Print the passage of the article below on Imagination Technologies and Apple, word for word, from "Imagination is going" to "graphics chip development.".

BEGIN Selected excerpt

Published in Graphics

Imagination a case study of Apple dependence

by on04 April 2017

Comment: Partners should be warned

Imagination Technologies, the UK-based chipmaker, lost 70 percent of its market share overnight and it really only has itself to blame.

For those who came in late, this week out of the blue, Apple announced it was developing its own graphics unit for iPhone and iPad to improve their computer graphics quality.

Doing this shafted Imagination which had been its long term business partner for years. It gave Imagination two years notice before saying so long and thanks for the all the fish.

Imagination is going through the various stages of rejection including self-denial. It is releasing statements claiming that Apple cannot do without it and it will still need its IP to continue its own graphics chip development.

But this does not answer the main problem – Imagination had allowed itself to become too dependent on a single customer which has a history of ending its business relationships, or strong arming price cuts from its partners.

END Selected excerpt
BEGIN Provided records

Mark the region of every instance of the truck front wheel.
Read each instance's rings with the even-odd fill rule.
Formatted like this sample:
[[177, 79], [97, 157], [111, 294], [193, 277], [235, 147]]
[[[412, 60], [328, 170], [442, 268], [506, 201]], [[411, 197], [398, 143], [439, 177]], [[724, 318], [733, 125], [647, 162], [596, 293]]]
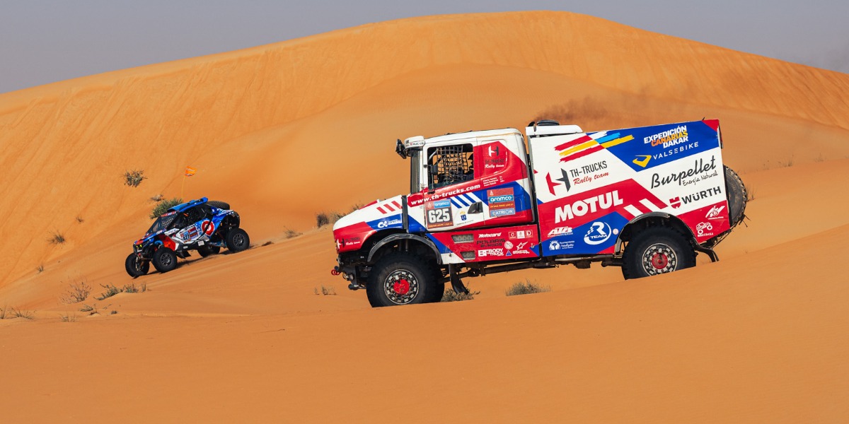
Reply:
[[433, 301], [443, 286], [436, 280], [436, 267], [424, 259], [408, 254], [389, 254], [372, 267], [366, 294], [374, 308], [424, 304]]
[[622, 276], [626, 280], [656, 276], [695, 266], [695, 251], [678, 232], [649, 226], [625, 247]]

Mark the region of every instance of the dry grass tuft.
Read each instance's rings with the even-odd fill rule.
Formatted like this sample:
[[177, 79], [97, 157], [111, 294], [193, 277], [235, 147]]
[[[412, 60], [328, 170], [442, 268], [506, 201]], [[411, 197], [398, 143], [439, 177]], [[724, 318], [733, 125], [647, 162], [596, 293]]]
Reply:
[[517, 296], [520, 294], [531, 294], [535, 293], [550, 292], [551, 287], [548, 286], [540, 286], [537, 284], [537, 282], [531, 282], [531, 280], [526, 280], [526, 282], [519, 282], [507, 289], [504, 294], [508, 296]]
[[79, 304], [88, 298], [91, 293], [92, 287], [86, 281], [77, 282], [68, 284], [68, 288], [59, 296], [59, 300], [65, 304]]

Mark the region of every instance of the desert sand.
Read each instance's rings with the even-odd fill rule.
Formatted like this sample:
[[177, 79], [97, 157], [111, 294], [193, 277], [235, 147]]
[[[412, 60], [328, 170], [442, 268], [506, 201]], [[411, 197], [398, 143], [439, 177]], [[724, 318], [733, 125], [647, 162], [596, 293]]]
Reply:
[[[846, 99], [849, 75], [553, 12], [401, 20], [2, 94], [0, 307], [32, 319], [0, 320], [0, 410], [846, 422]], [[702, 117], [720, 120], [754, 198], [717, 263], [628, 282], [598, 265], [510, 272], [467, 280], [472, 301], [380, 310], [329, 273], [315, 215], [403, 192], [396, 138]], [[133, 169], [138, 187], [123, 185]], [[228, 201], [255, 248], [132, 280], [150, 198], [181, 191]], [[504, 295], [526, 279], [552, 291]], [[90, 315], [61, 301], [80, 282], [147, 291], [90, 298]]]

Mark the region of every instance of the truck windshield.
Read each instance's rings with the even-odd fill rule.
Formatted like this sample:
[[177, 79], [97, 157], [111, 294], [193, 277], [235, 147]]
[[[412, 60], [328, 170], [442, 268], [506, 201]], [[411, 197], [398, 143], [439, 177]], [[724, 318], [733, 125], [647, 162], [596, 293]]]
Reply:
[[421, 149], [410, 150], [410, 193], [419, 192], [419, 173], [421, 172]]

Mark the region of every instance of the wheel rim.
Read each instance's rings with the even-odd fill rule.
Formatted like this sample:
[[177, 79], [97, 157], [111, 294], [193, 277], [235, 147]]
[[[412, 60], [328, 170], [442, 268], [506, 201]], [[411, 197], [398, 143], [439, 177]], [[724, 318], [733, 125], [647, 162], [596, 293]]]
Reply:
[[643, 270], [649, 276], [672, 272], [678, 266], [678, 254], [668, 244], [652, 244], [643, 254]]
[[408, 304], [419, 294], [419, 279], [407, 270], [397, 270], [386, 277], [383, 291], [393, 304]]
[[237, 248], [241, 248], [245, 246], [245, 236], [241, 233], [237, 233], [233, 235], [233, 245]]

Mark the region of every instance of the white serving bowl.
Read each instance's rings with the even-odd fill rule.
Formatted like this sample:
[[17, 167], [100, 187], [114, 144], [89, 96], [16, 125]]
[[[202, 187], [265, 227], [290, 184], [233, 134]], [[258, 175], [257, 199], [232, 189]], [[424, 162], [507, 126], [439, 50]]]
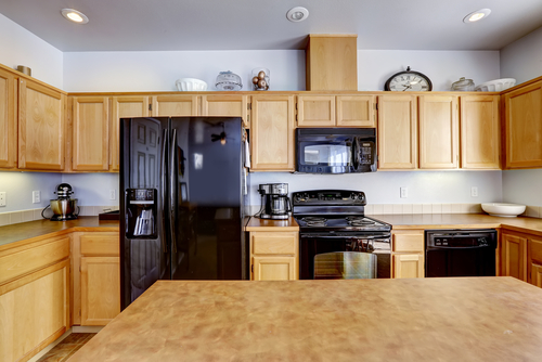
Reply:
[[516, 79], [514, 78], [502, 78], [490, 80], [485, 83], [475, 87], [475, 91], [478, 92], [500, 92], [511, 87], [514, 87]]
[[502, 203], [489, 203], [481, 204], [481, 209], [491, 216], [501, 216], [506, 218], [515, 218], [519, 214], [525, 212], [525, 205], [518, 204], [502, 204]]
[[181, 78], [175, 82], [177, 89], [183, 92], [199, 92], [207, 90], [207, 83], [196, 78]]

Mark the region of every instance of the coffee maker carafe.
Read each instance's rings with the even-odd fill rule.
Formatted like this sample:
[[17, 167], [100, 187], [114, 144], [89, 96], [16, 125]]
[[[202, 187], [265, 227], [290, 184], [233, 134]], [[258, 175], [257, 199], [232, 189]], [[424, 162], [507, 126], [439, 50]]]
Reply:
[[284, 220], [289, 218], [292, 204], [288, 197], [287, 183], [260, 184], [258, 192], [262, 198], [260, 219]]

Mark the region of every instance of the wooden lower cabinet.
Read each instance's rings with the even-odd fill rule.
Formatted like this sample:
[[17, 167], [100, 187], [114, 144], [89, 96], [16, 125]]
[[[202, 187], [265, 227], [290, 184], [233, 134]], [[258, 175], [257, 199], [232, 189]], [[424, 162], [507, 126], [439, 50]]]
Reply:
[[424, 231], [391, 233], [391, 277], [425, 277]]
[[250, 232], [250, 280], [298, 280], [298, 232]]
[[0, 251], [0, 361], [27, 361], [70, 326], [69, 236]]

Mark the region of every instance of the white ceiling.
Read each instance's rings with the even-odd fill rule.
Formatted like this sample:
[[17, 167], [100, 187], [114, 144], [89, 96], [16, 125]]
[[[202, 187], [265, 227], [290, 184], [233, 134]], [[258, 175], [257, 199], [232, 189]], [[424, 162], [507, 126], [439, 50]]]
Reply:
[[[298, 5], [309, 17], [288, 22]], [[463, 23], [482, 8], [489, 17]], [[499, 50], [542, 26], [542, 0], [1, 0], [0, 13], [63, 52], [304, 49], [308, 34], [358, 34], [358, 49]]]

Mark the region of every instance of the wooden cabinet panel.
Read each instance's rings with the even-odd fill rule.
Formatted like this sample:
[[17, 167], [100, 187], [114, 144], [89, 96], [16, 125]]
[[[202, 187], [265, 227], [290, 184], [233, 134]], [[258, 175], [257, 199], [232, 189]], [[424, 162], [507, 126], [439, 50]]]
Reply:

END Provided records

■ Task output ■
Imagination is going through the various stages of rejection including self-denial. It is releasing statements claiming that Apple cannot do without it and it will still need its IP to continue its own graphics chip development.